Work request: The required output is the lines below from the line containing "Target: man in white shirt" to the line containing "Target: pile of straw on ground", inclusive, retyped exactly. No other lines belong in it.

===== Supplied information =====

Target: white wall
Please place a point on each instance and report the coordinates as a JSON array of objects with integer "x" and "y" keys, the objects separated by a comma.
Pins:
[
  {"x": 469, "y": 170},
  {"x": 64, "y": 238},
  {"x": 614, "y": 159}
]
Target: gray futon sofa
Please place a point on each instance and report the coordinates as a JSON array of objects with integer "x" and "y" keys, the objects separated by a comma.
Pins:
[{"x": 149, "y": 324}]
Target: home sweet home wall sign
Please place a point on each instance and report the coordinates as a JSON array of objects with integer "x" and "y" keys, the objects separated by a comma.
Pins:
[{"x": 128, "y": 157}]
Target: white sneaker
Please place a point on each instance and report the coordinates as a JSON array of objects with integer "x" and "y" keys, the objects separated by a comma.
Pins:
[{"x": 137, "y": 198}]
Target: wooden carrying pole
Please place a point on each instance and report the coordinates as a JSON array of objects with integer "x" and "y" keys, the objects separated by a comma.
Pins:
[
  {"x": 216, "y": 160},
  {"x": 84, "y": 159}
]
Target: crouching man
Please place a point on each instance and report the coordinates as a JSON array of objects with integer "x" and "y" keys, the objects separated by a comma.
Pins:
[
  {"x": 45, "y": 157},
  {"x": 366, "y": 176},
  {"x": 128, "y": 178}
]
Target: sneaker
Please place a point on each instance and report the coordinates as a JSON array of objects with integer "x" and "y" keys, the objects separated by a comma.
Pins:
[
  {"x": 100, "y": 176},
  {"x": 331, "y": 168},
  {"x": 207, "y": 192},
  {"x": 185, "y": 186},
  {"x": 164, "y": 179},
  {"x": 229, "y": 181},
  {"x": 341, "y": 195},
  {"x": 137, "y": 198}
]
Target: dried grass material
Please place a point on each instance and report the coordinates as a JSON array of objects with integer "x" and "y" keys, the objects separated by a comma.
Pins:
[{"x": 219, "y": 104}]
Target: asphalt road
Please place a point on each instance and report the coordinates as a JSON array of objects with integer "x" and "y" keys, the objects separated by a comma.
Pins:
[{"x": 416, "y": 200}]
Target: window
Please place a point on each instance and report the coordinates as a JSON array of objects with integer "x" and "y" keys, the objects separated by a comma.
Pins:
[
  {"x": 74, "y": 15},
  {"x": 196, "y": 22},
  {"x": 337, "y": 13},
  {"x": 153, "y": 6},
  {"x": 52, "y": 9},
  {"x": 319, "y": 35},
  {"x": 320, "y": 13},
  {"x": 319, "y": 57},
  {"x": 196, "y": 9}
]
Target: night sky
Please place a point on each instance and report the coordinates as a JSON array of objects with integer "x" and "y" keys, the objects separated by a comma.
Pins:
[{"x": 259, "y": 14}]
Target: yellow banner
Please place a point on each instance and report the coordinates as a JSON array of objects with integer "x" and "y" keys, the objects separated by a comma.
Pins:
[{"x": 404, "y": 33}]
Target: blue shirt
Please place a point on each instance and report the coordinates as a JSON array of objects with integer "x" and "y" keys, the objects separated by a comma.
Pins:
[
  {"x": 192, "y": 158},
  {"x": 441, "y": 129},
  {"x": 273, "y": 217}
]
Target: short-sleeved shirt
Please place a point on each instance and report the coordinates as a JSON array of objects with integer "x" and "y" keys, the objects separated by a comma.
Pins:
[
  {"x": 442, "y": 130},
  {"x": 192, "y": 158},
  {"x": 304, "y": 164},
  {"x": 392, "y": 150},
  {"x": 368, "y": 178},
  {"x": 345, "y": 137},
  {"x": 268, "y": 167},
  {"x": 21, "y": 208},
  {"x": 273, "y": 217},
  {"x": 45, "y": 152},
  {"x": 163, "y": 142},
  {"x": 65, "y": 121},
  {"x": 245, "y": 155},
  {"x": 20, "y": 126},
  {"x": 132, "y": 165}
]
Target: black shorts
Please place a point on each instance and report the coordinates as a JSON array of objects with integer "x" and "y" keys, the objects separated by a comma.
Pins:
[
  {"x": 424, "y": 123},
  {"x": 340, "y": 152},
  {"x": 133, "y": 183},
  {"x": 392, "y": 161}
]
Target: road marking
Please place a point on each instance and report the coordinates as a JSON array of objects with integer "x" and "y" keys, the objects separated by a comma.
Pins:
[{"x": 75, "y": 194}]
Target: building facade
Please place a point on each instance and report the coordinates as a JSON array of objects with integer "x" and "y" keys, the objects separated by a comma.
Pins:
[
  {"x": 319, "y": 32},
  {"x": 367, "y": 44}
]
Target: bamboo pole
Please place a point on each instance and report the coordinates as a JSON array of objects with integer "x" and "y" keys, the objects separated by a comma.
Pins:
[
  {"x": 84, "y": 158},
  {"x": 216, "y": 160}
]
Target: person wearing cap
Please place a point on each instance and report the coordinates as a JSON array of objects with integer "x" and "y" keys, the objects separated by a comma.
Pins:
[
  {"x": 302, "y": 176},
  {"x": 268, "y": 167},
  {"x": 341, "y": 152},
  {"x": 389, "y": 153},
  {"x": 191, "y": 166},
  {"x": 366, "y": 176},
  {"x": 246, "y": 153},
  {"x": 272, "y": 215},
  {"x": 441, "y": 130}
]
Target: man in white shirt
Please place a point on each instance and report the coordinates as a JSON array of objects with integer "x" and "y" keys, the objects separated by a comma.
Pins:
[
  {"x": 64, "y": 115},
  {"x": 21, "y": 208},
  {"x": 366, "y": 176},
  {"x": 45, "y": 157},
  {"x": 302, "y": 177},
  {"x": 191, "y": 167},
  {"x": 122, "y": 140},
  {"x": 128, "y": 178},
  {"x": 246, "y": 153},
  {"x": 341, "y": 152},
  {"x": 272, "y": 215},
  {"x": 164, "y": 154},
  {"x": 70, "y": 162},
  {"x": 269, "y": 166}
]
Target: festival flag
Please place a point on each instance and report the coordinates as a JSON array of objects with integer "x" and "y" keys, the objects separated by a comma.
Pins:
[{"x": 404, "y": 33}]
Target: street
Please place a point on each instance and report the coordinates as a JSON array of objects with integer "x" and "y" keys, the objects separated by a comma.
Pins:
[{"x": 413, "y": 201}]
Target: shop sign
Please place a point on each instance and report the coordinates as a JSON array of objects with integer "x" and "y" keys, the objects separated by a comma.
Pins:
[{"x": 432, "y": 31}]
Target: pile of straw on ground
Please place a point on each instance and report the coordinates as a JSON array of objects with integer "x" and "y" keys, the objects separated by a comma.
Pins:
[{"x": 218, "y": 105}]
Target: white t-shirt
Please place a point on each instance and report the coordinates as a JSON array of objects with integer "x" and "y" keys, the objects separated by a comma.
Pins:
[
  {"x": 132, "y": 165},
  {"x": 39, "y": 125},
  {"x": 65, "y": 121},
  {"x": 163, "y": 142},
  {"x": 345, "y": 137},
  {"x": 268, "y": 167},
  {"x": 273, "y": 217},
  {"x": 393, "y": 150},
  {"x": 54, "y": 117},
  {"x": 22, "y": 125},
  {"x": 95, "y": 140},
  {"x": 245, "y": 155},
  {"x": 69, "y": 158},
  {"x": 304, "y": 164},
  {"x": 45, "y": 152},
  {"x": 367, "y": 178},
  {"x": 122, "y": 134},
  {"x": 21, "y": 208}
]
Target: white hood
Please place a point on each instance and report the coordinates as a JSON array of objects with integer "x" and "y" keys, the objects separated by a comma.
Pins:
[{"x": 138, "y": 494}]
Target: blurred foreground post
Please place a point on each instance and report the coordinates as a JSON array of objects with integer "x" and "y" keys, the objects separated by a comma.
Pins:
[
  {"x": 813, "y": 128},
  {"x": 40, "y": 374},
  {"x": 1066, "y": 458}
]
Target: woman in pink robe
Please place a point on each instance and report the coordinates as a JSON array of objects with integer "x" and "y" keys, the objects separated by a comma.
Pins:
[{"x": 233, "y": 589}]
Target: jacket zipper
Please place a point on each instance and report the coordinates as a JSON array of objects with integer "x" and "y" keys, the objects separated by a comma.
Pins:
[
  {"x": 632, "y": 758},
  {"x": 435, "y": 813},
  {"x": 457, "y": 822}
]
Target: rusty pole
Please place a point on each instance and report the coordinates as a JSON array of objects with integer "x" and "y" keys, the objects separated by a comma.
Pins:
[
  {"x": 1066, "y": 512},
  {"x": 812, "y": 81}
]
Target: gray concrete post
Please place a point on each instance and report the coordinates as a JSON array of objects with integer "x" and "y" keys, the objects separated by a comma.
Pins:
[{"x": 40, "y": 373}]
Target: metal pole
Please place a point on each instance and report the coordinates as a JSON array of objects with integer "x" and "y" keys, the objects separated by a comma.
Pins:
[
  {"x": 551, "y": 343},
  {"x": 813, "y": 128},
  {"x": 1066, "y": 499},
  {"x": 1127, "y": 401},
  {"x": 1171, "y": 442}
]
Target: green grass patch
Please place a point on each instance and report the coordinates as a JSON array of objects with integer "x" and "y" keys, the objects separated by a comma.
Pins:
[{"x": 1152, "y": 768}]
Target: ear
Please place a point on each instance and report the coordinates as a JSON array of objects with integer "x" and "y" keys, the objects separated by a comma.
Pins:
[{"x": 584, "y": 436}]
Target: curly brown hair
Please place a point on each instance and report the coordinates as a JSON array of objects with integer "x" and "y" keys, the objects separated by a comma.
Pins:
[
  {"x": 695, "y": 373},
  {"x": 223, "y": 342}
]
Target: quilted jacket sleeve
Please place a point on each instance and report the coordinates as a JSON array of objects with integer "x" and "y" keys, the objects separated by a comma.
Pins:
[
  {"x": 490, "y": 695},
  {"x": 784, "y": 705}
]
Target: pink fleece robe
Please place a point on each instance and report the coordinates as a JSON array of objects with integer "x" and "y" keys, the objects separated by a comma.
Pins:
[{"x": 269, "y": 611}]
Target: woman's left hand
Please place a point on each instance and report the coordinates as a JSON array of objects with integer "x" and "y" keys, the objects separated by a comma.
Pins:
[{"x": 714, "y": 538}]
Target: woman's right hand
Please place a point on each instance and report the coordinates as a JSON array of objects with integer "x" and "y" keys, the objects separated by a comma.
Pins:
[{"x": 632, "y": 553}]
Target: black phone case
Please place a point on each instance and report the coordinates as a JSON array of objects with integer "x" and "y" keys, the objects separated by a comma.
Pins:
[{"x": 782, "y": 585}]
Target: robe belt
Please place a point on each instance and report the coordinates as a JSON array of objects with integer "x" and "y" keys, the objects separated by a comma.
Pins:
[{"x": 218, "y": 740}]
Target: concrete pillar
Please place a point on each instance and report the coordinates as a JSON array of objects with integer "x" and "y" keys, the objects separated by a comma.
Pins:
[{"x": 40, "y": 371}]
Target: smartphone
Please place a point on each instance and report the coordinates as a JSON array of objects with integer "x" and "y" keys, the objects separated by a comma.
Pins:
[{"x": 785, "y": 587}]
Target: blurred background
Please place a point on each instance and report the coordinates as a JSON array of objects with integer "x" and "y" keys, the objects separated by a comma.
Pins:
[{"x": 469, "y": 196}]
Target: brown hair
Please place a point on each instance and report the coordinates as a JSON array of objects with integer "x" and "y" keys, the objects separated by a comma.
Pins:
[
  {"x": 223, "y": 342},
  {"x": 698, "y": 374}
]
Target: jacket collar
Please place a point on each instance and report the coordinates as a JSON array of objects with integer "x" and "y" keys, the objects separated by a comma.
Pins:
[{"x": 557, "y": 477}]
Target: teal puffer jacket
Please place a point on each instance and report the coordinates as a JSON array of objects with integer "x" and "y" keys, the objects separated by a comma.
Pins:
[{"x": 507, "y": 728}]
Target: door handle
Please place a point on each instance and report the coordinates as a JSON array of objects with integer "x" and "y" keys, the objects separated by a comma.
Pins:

=====

Exercise answer:
Target: man in white shirt
Please place a point on each instance and report the coordinates as a JSON array of objects with integer "x" and "y" keys, the objects separated by a comma.
Pins:
[
  {"x": 64, "y": 115},
  {"x": 21, "y": 208},
  {"x": 366, "y": 176},
  {"x": 45, "y": 157},
  {"x": 302, "y": 177},
  {"x": 191, "y": 167},
  {"x": 122, "y": 140},
  {"x": 128, "y": 178},
  {"x": 246, "y": 153},
  {"x": 341, "y": 152},
  {"x": 272, "y": 215},
  {"x": 164, "y": 154},
  {"x": 70, "y": 162},
  {"x": 269, "y": 166}
]
Target: festival flag
Please place a point on each instance and report the coordinates as a JSON array of objects with integer "x" and "y" keys, the objects separated by a comma.
Pins:
[{"x": 404, "y": 33}]
Target: street
Please place a point on each instance and report the coordinates as a JSON array of objects with integer "x" and "y" keys, the objects separated by a comma.
Pins:
[{"x": 413, "y": 201}]
Target: shop sign
Please place a point on each instance and report the coordinates as a JSON array of objects with integer "x" and "y" keys, the objects separated by a comma.
Pins:
[{"x": 432, "y": 31}]
Target: pile of straw on ground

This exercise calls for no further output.